Tasks to complete —
1) In one to three sentences, explain why the squonk text says Cox's book Fearsome Creatures of the Lumberwoods was written.
2) Answer these questions using the squonk text:
(a) In what year did William Thomas Cox die?
(b) Which Boy Scouts of America publication did Cox contribute to early in his career?
(c) For which federal agency did Cox work as a forester before working for the state of Minnesota?
3) Extract, word for word, the passage of the squonk text from "Cox, who died" to "from being lost.".

Text to read —
The source of the squonk origin story is obviously rooted in forestry—even if its Pennsylvania roots are a bit less clear

If the squonk didn’t exist in 1910, they would have had to invent it in 2023. As cryptids go, it has a lot going for it that resonates with the modern day.

A creature that is always sad that evades capture by disappearing into a puddle of tears describes at least half a dozen people I’ve talked to on Twitter over the years.

As folklore goes, the tale is actually quite straightforward. There’s no hoaxes here—just a particularly resonant tale.

The story of the squonk, when it comes down to it, is the story of a man named William Thomas Cox. He was not from Pennsylvania, but he nonetheless had a deep influence over its folklore as a forester with the U.S. Forest Service and later the state of Minnesota.

Cox, who died in 1961, was a conservationist at heart, and in many ways, his writing gave him deep influence beyond his bureaucratic roles. Early in his career, Cox contributed to Boys’ Life, a publication of the Boy Scouts of America; later on, he had a popular column for The Farmer in the years immediately after World War II.

Fearsome Creatures

Fearsome Creatures of the Lumberwoods, the book that launched a couple dozen cryptids. (via Shakespeare and Co. Books)

But it was a book written early in his career as a forester that had the deepest influence on the broader world—and it’s the book that gives us the story of the squonk. Titled Fearsome Creatures of the Lumberwoods: With a Few Desert and Mountain Beasts, the fairly short, illustration-heavy book is designed to extend the folklore around forestry, in an effort to prevent it from being lost.

In the introduction, it’s made clear that this book is a labor of love to honor an industry he deeply appreciates—forestry.

Dataset excerpt
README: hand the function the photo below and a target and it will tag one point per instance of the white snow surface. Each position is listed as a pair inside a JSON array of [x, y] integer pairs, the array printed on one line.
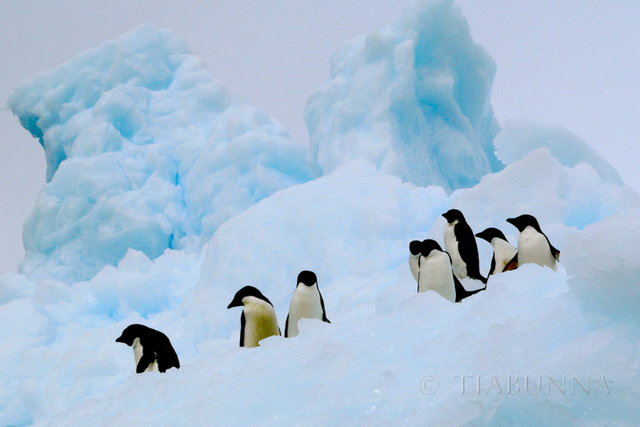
[[139, 152]]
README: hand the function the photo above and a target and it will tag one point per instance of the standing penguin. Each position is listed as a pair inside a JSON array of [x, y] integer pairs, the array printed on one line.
[[435, 272], [151, 349], [503, 251], [258, 320], [306, 302], [460, 242], [533, 245]]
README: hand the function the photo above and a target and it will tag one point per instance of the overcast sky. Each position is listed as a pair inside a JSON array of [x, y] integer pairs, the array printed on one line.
[[574, 63]]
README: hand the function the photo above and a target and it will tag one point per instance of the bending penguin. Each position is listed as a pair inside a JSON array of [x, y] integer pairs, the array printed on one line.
[[306, 302], [258, 320], [414, 258], [503, 251], [151, 349], [435, 272], [533, 245], [460, 242]]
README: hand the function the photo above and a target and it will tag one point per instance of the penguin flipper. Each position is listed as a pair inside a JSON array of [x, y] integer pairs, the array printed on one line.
[[511, 265], [243, 322], [493, 266], [469, 250]]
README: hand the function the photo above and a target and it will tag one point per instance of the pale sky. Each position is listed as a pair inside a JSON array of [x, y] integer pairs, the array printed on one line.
[[573, 63]]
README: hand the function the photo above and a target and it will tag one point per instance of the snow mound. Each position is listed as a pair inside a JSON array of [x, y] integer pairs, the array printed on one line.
[[145, 151], [519, 137], [413, 100]]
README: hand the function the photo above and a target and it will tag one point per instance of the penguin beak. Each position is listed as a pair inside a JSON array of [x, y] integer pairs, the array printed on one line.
[[235, 303], [414, 248]]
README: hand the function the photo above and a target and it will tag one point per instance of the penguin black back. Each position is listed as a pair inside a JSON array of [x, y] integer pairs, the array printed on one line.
[[258, 319], [466, 243], [309, 278], [525, 220]]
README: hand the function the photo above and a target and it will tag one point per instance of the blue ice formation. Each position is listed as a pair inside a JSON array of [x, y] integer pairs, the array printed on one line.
[[412, 99], [144, 151]]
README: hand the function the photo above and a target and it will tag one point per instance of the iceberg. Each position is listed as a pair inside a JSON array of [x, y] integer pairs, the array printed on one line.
[[144, 151], [413, 99], [165, 194]]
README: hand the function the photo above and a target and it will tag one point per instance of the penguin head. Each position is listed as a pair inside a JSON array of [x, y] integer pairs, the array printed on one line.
[[491, 233], [523, 221], [453, 215], [130, 333], [427, 246], [414, 247], [246, 292], [307, 278]]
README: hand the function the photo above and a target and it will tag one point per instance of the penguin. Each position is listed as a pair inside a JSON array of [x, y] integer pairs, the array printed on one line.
[[460, 242], [435, 272], [306, 302], [414, 258], [503, 251], [533, 245], [258, 320], [151, 349]]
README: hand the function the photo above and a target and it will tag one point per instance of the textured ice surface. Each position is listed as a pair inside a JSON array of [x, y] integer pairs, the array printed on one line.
[[151, 160], [144, 151]]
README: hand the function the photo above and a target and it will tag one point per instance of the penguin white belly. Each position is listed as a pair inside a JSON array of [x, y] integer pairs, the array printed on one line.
[[305, 303], [503, 252], [260, 323], [137, 354], [533, 247], [413, 265], [436, 275], [451, 246]]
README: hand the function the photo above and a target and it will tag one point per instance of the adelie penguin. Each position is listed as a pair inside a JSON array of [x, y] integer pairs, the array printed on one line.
[[503, 251], [533, 245], [306, 303], [258, 320], [460, 242], [435, 272], [152, 349]]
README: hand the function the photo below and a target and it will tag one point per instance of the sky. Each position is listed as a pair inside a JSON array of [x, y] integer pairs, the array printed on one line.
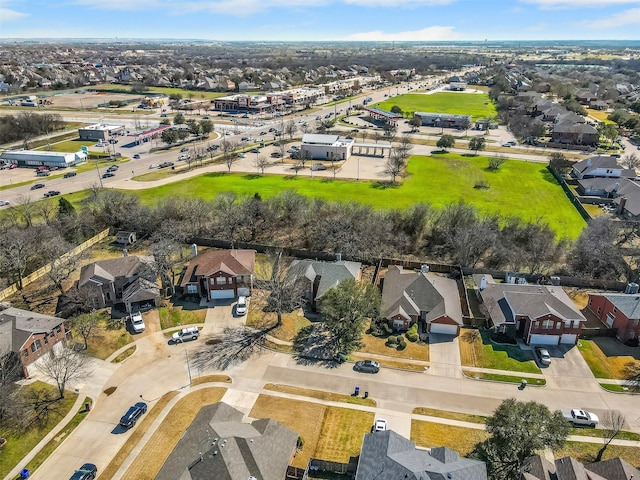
[[322, 20]]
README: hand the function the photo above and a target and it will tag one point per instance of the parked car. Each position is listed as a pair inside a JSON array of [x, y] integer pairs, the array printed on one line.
[[88, 471], [241, 306], [543, 355], [580, 417], [367, 366], [130, 418], [137, 322], [380, 425], [188, 333]]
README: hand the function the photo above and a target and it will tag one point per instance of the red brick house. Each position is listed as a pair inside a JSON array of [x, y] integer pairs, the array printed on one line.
[[618, 310], [219, 274], [409, 297], [28, 336], [539, 314]]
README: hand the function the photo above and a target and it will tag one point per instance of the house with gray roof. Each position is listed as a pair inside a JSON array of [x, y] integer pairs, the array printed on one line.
[[409, 297], [128, 283], [219, 444], [27, 336], [618, 310], [568, 468], [539, 314], [318, 277], [389, 456]]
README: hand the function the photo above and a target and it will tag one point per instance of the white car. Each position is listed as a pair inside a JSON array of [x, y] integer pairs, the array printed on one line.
[[380, 425], [137, 322], [241, 306]]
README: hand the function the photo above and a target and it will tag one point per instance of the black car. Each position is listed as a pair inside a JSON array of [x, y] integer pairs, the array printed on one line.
[[86, 472], [130, 418]]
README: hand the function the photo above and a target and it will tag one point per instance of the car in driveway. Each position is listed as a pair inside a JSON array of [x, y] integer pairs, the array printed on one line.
[[130, 418], [88, 471], [543, 356], [367, 366]]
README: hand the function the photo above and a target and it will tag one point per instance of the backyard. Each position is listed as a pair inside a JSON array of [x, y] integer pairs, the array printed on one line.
[[477, 105]]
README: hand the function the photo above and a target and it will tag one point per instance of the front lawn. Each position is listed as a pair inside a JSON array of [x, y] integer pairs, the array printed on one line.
[[601, 365], [21, 442], [329, 433], [477, 350], [477, 105]]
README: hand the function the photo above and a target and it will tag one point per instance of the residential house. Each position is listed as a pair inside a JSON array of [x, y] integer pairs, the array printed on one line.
[[539, 468], [320, 277], [389, 456], [409, 297], [220, 274], [28, 336], [539, 314], [617, 310], [127, 283], [601, 166], [219, 444]]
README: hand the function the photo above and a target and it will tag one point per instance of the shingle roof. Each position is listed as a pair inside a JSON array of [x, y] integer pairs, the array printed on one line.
[[232, 262], [389, 456], [409, 293], [219, 445]]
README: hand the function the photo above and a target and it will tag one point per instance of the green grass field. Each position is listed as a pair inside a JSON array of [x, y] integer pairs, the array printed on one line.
[[476, 105], [522, 189]]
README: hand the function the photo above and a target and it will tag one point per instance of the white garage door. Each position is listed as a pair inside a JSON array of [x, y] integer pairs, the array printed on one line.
[[569, 338], [443, 328], [544, 339], [219, 294]]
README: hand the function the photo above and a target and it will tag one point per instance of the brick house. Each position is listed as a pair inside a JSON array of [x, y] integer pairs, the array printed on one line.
[[617, 310], [539, 314], [28, 336], [220, 274], [409, 297]]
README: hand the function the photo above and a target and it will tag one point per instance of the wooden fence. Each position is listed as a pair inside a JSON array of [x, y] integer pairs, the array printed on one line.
[[42, 271]]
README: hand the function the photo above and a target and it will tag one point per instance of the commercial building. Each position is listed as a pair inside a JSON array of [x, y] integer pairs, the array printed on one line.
[[325, 147], [34, 158], [100, 131]]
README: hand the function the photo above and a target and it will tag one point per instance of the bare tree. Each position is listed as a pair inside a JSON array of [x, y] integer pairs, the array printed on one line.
[[64, 367], [612, 423]]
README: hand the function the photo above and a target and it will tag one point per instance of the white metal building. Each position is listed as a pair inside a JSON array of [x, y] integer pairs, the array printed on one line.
[[35, 158], [325, 147]]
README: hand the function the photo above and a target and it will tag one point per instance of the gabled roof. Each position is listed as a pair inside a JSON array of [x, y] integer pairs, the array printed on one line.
[[389, 456], [231, 262], [330, 273], [409, 293], [218, 444], [17, 326]]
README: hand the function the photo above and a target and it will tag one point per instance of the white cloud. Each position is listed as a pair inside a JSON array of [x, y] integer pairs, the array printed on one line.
[[434, 33], [550, 4], [7, 15], [620, 19]]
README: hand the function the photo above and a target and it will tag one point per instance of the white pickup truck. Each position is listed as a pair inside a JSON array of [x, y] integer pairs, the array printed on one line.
[[581, 417], [188, 333]]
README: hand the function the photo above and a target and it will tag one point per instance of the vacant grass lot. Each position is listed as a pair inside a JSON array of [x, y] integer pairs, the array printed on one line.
[[477, 105], [601, 365], [329, 433], [479, 351], [439, 180]]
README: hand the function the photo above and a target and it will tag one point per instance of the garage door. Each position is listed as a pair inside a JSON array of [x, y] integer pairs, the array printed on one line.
[[443, 328], [544, 339], [219, 294]]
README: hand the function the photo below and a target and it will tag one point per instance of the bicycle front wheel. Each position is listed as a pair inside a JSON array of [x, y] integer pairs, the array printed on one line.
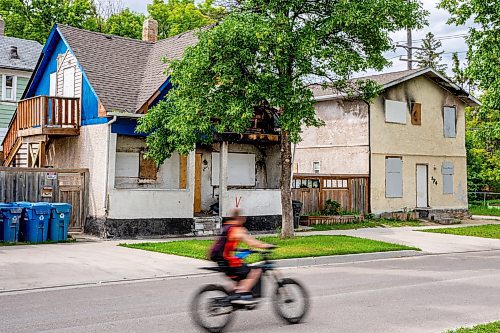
[[211, 308], [291, 301]]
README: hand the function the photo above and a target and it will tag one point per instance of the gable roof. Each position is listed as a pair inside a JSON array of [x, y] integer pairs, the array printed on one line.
[[28, 51], [387, 80], [125, 73]]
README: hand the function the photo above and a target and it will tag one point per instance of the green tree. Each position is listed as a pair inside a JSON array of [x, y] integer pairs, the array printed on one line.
[[34, 19], [267, 52], [177, 16], [125, 23], [429, 56]]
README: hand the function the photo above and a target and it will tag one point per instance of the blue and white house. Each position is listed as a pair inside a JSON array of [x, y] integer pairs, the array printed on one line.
[[80, 110]]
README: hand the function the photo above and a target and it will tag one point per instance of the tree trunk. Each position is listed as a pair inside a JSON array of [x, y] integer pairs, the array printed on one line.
[[286, 192]]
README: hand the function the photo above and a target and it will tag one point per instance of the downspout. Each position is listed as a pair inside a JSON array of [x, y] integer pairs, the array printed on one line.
[[109, 123]]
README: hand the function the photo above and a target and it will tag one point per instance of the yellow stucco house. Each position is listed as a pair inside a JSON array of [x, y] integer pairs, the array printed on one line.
[[408, 143]]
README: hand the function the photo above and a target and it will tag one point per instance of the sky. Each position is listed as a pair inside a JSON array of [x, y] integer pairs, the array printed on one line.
[[437, 24]]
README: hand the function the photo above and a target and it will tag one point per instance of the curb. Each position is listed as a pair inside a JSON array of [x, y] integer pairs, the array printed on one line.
[[347, 258]]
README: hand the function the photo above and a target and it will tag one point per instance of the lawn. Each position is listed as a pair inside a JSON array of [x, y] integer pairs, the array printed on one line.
[[298, 247], [373, 223], [483, 210], [493, 327], [485, 231]]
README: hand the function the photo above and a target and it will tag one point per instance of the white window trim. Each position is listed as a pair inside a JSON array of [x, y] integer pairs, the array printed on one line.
[[14, 88]]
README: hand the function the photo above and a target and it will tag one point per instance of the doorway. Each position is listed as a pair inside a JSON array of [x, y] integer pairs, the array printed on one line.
[[422, 186]]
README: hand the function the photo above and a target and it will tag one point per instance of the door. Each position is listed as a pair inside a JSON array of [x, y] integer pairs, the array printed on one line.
[[197, 184], [422, 186]]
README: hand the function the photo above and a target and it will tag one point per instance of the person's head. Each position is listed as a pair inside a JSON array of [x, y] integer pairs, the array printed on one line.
[[236, 216]]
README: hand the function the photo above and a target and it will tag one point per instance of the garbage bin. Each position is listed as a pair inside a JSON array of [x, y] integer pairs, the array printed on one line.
[[35, 221], [10, 219], [59, 221], [297, 208]]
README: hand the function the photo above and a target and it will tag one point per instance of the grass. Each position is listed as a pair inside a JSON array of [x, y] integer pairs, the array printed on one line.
[[373, 223], [298, 247], [482, 210], [485, 231], [493, 327]]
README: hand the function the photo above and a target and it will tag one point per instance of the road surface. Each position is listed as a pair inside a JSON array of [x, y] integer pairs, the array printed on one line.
[[420, 294]]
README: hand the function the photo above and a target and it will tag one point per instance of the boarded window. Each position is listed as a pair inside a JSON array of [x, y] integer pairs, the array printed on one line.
[[395, 112], [393, 177], [416, 114], [316, 167], [147, 168], [447, 170], [69, 82], [450, 121]]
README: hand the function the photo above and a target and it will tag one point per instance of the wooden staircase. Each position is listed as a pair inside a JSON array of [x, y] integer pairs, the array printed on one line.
[[35, 122]]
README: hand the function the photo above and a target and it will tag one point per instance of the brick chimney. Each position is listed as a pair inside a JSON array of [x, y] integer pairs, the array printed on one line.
[[150, 30], [2, 26]]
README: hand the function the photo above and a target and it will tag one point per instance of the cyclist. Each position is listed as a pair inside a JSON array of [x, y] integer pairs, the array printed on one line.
[[246, 277]]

Results of the exercise —
1) The book was designed to extend the folklore around forestry so that it would not be lost. Its introduction also presents it as a labor of love honoring forestry, an industry Cox deeply appreciated.

2)
(a) 1961
(b) Boys' Life
(c) The U.S. Forest Service

3)
Cox, who died in 1961, was a conservationist at heart, and in many ways, his writing gave him deep influence beyond his bureaucratic roles. Early in his career, Cox contributed to Boys’ Life, a publication of the Boy Scouts of America; later on, he had a popular column for The Farmer in the years immediately after World War II.

Fearsome Creatures

Fearsome Creatures of the Lumberwoods, the book that launched a couple dozen cryptids. (via Shakespeare and Co. Books)

But it was a book written early in his career as a forester that had the deepest influence on the broader world—and it’s the book that gives us the story of the squonk. Titled Fearsome Creatures of the Lumberwoods: With a Few Desert and Mountain Beasts, the fairly short, illustration-heavy book is designed to extend the folklore around forestry, in an effort to prevent it from being lost.